Por que Clarice Lispector fascina tanta gente?
Da máquina de escrever às redes sociais, escritora conquista gerações como símbolo de atemporalidade, seja por dar nome aos afetos ou por provocar reflexões existenciais de forma única
“Liberdade é pouco. O que desejo ainda não tem nome.”
“Passei a vida tentando corrigir os erros que cometi na minha ânsia de acertar.”
“Renda-se, como eu me rendi. Mergulhe no que você não conhece.”
Ao bater os olhos nessas frases é quase impossível não reconhecer a autora: Clarice Lispector. Seja pelo jeito único da escritora de passar mensagens reflexivas em pequenos trechos ou por ser replicada incansavelmente nas redes sociais.
Se houvesse uma enquete para votar no autor ou autora com mais citações na internet, provavelmente Clarice Lispector estaria na liderança. Talvez ao lado de Caio Fernando Abreu? Não sabemos. Inclusive, muitas frases que ela não escreveu ou disse são espalhadas com sua assinatura (mas essa polêmica fica para depois).
Por que Clarice Lispector é esse fenômeno?
Obra de Clarice atravessa gerações e continua atual
A rica literatura brasileira tem nomes atemporais. Clarice é, sem dúvidas, um deles. Um espectro de pensamentos e divagações que atravessa gerações e resiste ao tempo. A escritora morreu em 9 de dezembro de 1977 — quase meio século atrás. Um dia antes do seu aniversário, quando completaria 57 anos. Logo Clarice, que sempre entrelaçou a vida e a morte em palavras.
“Isto não é um lamento, é um grito de ave de rapina. Irisada e intranquila. O beijo no rosto morto. Eu escrevo como se fosse para salvar a vida de alguém. Provavelmente a minha própria vida. Viver é uma espécie de loucura que a morte faz. Vivam os mortos porque neles vivemos.” – trecho de “Um Sopro de Vida” (1978), livro escrito entre 1974 e 1977 e publicado após sua morte.
Seus romances e contos atingem um lugar muito íntimo e inquietante dentro de cada pessoa ao despertar reflexões sobre esse pequeno espaço de tempo entre nascer e morrer: a existência. Clarice também escreveu livros para o público infantojuvenil e um vasto número de crônicas. Uma obra que mistura cotidiano e profundidade. Afinal, é no dia a dia que a vida acontece e se desdobra interna e externamente.
A atriz Natalia Barros encena o monólogo “Água Viva Clarice: Um Ato Poético”, nos dias 13, 14 e 15 de junho, no Reag Belas Artes, em São Paulo. O roteiro da peça é inspirado no livro “Água Viva” (1973).
Em entrevista à Vida Simples, a artista afirma que a obra da escritora atravessa gerações por causa da sua abordagem. “Os temas que ela trata — ao mesmo tempo cotidianos e profundamente humanos, como a morte e a saúde — não estão presos a uma época, década ou geração. São questões universais que acompanham a existência de todo ser humano”, diz.

- - -

> [Instruções da tarefa] Por favor, reproduza sem alterações a parte do trecho sobre Clarice Lispector que começa nas palavras "Ao bater os" e vai até logo depois de "é esse fenômeno?".

- - -

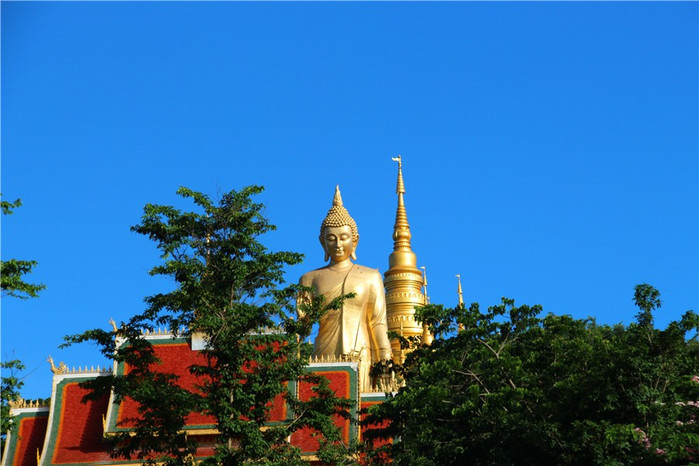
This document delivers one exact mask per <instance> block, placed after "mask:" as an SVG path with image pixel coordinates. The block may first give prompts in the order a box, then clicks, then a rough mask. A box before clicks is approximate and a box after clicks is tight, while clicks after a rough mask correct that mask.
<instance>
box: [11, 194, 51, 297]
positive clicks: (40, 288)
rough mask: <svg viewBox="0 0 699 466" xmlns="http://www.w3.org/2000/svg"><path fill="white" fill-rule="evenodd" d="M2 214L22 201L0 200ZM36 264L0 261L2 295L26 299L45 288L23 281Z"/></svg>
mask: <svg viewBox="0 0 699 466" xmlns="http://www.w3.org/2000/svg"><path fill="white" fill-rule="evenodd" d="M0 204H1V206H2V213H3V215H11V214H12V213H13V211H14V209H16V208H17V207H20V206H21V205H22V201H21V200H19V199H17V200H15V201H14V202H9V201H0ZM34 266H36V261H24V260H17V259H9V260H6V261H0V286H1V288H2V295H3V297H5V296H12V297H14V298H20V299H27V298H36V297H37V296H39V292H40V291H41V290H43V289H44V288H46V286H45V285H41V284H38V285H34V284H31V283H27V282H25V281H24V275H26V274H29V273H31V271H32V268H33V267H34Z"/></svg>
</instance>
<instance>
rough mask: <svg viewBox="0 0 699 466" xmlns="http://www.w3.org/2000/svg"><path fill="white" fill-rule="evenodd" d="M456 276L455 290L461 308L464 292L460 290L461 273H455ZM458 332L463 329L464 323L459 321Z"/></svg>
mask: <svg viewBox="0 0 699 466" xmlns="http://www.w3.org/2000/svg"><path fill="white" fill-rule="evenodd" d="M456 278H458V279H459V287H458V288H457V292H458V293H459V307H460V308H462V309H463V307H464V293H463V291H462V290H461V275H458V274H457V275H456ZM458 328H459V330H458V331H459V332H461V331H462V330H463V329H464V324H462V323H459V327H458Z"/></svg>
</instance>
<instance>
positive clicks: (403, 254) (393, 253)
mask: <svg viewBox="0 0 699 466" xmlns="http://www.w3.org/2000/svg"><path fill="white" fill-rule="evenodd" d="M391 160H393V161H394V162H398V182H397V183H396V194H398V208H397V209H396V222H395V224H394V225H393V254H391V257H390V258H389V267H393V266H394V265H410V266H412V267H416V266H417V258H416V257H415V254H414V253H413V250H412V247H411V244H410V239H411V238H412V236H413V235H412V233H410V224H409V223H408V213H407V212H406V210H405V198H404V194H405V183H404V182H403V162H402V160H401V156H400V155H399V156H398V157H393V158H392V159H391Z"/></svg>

- - -

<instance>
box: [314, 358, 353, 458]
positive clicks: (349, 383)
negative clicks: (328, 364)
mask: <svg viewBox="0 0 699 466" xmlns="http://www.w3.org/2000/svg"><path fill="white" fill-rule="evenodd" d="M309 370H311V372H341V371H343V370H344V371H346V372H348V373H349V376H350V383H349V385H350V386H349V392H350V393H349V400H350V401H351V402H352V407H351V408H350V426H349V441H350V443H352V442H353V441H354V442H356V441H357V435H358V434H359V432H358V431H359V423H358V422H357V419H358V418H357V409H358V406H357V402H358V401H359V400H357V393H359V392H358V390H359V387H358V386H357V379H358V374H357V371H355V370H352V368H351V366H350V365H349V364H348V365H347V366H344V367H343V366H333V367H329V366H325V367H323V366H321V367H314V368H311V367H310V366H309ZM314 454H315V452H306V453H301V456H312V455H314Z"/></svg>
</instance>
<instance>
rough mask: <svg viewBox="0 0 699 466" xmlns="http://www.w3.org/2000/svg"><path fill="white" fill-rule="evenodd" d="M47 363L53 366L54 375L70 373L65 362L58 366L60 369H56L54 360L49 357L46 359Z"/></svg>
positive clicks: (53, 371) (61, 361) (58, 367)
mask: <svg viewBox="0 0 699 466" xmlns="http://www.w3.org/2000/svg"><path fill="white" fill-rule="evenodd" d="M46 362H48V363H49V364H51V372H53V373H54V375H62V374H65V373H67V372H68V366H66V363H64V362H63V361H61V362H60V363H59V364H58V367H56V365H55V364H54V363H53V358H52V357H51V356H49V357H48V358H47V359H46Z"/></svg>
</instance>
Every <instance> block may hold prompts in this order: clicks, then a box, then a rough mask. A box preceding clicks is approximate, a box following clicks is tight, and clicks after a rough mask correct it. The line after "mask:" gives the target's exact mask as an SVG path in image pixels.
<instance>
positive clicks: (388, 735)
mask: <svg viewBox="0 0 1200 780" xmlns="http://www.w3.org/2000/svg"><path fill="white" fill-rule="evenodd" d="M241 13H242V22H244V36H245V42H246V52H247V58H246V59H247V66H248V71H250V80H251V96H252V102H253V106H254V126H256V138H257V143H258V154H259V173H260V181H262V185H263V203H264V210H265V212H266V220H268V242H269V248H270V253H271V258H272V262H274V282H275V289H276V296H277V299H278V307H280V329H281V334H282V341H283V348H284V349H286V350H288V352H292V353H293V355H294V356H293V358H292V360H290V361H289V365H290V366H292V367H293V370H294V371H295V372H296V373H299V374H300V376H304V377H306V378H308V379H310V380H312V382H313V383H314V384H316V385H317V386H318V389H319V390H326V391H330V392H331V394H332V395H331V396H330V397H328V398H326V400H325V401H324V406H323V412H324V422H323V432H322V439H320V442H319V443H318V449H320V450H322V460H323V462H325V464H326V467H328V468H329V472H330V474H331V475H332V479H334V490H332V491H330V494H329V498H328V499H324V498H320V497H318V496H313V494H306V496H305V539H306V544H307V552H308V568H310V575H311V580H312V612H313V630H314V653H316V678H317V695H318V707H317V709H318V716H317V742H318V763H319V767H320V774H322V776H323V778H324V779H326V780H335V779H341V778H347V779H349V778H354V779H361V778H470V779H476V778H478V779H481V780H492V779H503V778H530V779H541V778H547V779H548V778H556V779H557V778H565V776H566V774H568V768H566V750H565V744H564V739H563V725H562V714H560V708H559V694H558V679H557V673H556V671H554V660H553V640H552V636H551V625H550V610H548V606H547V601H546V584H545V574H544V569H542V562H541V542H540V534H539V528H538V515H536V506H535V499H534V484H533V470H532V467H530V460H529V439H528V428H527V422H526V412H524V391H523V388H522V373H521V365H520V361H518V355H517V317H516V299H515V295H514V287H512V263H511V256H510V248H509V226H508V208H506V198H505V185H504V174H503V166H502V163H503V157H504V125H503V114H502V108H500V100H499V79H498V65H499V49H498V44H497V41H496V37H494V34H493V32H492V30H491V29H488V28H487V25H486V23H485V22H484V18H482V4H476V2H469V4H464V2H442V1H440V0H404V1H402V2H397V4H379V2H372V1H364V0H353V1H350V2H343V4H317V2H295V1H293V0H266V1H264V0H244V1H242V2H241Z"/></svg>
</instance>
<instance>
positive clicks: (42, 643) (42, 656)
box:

- - -

> [Resposta do exercício]
Ao bater os olhos nessas frases é quase impossível não reconhecer a autora: Clarice Lispector. Seja pelo jeito único da escritora de passar mensagens reflexivas em pequenos trechos ou por ser replicada incansavelmente nas redes sociais.
Se houvesse uma enquete para votar no autor ou autora com mais citações na internet, provavelmente Clarice Lispector estaria na liderança. Talvez ao lado de Caio Fernando Abreu? Não sabemos. Inclusive, muitas frases que ela não escreveu ou disse são espalhadas com sua assinatura (mas essa polêmica fica para depois).
Por que Clarice Lispector é esse fenômeno?